=== Things to do ===
A. Copy the column on Philippine teachers' pay from "Victorino Q. Abrugar" up to and including "their immediate superiors.", and switch "test papers" to "exam papers".
B. In the column on Philippine teachers' pay, who is the National Chairperson of the Teachers' Dignity Coalition?
C. Write the next part of the column on Philippine teachers' pay, starting right after its last sentence.

=== Quoted passage ===
+ + + + + + +

In My Eyes: by Edward B. Antonio
Philippine teachers are one of the lowest paid yet most abused workers in the world.
“Teachers bear the agony of low salaries, high prices of commodities, unfair labor practices, heavy workload and contractualization, among others. These are also the everyday sufferings of the Filipino workers, thus our reason to take solidarity with the rest of the working class,” Teachers’ Dignity Coalition (TDC) National Chairperson Benjo Basas said last year.
He also lamented the no-salary-hike policy of the Aquino administration and his doubtful promises that he would study the possibility this year.
The TDC called on Malacanang to provide increase in salaries and other means of benefits for teachers and government employees through reduction in taxes, increase in productivity enhancement incentive and scrapping of divisive and deceptive performance-based bonus and granting of more benefits under the Government Service Insurance System.
Victorino Q. Abrugar who writes to transform the existential Philippines says it better why Philippine public school teachers deserve more than their current salary.
He cites 10 reasons:
1. They work beyond the normal working time.
Full time teachers, whether working in public or private schools, don’t just do their job inside the classroom, they also bring home tasks, such as making lesson plans, making test questions, checking test papers, and many more. You might be thinking that they are already free during weekends, summer time, and semestral breaks, but truth be told, they can still be busy and stressful in doing some extra jobs, like creating and submitting various reports to their immediate superiors.
2. A public teacher is a super worker.
Believe it or not but a public teacher, especially in rural areas, does the job of a universal worker. With the lack of budget allocated to our public schools, public teachers provide super labor for our country. Our public teachers do not only teach but they also sometimes (or even often) do the job of a nurse, a carpenter, a gardener, a janitor, a security guard, a solicitator, a canvasser, and even an accountant (creating liquidation statements, disbursement summaries and other financial reports).
3. They serve as the second parents to their students.
Aside from doing the jobs in #2, they also do the job of a parent
Students spend most of their time with their teachers during school period. There are teachers who even know their students more than by their parents. What I’m trying to say is that teachers, like parents, carry a big responsibility in teaching values, honing the skills, developing the talents, and shaping the future of our youth. Teachers do not only help their students earn a diploma but also to earn a better life in the present and future.

+ + + + + + +

=== Records from a point labeling set ===
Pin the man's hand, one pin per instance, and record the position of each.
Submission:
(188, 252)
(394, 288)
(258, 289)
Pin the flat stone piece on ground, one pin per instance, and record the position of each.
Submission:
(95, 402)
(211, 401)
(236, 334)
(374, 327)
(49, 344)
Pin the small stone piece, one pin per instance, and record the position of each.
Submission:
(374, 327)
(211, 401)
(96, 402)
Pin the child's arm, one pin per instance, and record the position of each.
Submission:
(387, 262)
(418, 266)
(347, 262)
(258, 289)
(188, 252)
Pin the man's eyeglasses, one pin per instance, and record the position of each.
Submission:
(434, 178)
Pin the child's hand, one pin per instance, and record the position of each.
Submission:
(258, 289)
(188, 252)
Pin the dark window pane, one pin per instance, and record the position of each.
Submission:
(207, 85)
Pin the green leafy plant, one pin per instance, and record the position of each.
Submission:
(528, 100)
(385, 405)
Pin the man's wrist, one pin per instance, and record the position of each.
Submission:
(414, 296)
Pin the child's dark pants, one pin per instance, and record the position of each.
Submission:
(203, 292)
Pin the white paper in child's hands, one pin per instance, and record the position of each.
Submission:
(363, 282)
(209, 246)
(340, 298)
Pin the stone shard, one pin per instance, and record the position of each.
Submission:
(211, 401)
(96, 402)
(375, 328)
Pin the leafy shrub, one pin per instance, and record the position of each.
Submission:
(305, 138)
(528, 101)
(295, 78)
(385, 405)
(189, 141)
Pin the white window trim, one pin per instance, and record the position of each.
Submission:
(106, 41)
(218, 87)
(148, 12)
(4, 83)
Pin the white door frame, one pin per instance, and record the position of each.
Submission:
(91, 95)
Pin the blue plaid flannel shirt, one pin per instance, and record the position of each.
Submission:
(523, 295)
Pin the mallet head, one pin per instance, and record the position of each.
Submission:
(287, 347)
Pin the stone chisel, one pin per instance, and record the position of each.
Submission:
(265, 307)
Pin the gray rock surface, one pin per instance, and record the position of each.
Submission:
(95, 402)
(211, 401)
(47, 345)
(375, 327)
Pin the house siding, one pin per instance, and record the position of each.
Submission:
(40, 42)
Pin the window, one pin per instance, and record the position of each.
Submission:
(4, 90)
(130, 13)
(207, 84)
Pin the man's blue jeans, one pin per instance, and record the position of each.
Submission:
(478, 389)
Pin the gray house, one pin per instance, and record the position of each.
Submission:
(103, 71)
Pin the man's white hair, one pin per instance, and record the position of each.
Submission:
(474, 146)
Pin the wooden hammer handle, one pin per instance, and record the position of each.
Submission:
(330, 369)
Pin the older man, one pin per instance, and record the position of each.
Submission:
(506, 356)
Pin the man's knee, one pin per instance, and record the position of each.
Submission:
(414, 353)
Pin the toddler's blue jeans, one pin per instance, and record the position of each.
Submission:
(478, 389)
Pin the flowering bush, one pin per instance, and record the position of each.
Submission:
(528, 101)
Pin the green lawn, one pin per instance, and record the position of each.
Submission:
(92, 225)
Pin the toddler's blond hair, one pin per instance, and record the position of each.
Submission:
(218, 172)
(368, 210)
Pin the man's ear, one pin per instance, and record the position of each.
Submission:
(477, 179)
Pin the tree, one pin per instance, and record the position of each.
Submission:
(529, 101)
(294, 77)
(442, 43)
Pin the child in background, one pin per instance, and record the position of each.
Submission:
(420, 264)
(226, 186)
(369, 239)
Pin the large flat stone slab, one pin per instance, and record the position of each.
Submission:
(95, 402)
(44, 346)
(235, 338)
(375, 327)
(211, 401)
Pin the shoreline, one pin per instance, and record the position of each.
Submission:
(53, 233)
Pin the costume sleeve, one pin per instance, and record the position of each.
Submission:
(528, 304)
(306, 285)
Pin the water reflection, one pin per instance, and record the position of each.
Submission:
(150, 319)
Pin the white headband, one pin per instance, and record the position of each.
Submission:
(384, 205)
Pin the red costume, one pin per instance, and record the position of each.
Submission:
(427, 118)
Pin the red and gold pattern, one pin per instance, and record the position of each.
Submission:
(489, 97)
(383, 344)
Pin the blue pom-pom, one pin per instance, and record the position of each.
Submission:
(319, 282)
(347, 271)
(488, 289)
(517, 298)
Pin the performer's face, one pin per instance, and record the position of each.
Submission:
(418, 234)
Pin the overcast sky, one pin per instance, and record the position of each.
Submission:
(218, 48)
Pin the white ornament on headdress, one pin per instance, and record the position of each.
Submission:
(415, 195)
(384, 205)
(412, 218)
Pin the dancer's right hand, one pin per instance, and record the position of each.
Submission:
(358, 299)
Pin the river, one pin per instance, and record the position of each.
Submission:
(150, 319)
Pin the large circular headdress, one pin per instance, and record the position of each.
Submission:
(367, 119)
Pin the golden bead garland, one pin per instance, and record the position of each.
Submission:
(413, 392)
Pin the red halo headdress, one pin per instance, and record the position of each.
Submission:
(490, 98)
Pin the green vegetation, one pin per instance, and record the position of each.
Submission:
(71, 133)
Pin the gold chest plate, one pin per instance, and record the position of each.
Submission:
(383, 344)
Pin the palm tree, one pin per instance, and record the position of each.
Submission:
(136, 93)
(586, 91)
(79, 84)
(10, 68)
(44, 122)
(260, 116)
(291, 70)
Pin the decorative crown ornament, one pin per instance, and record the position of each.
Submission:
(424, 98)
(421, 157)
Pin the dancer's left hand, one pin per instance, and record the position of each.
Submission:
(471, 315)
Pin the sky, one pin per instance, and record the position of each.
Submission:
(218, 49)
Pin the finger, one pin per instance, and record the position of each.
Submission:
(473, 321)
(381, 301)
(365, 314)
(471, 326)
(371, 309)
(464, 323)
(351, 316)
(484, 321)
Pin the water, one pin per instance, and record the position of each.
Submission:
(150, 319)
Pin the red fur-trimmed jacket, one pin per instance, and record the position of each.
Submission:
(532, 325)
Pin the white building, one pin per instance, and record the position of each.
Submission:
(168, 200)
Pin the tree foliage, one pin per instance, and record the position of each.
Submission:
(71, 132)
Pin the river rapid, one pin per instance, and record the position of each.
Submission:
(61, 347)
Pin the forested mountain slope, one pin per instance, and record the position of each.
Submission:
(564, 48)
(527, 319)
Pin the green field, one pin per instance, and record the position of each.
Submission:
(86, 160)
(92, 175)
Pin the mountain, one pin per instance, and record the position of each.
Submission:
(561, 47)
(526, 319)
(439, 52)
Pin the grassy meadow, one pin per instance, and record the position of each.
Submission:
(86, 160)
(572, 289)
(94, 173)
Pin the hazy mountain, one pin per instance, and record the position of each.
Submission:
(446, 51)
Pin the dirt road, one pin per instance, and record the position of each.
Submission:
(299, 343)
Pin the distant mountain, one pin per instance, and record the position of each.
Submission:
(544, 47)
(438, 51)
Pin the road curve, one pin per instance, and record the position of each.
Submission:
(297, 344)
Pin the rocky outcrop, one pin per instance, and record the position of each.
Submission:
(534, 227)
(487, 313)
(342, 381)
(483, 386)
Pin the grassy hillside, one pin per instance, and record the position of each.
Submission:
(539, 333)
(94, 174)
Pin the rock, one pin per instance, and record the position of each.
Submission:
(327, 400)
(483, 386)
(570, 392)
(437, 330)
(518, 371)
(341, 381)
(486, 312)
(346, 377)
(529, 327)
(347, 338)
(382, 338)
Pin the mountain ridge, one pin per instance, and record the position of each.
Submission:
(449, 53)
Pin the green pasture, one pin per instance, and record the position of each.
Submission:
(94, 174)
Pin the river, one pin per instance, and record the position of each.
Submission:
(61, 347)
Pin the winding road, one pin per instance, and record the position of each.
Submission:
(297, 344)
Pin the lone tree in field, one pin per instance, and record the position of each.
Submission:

+ + + + + + +

=== Task responses ===
A.
Victorino Q. Abrugar who writes to transform the existential Philippines says it better why Philippine public school teachers deserve more than their current salary.
He cites 10 reasons:
1. They work beyond the normal working time.
Full time teachers, whether working in public or private schools, don’t just do their job inside the classroom, they also bring home tasks, such as making lesson plans, making test questions, checking exam papers, and many more. You might be thinking that they are already free during weekends, summer time, and semestral breaks, but truth be told, they can still be busy and stressful in doing some extra jobs, like creating and submitting various reports to their immediate superiors.

B. Benjo Basas

C.
4. They resort to spending their own money to do their job well.
Public teachers in remote or rural areas are suffering from the lack of funding from the national government. Consequently, they resort to spending their personal money to buy school supplies and other stuff to effectively do their job as teachers. Moreover, since their pupils or students came from poor families, they are the ones who often provide financial assistance to the poor children. Teachers don’t wait for the government to give “baon”, buy slippers, and help students when they’re sick.
5. They make their students rich and famous while they remain poor and unrecognized.
Knowledge is power, and that’s why it can make anyone rich or famous. Teachers who provide quality knowledge or education help their students become rich and successful with their lives. They teach students the necessary knowledge, skills, disciplines and principles to achieve their goals. Isn’t it just fair to give our teachers the compensation they deserve for producing successful ones? Isn’t it bizarre to see their students getting rich, having cars and owning luxury houses while our beloved teachers remain poor (or ordinary) despite of their many years in service?
6. Public teachers work in an inconvenient environment.
I considered myself as a teacher since I teach people online through my writing and coaching activities. But I’m still lucky because I work while sitting and typing on my laptop. On the other hand, public teachers work while standing and talking for hours in an uncomfortable classroom (are there air-conditioning units in our public classrooms?). Furthermore, public teachers in the countryside need to go through an uncomfortable journey just to reach their assigned schools.
7. Teaching is one of the greatest professions of all.
Being a teacher is one the greatest jobs, if not the greatest, of all jobs in the world. Jesus was a teacher. Buddha was a teacher. Teachers shape the lives of people and even the world. Isn’t it reasonable to upgrade the salaries of our teachers from good to great?
8. The government should not let our teachers leave our country.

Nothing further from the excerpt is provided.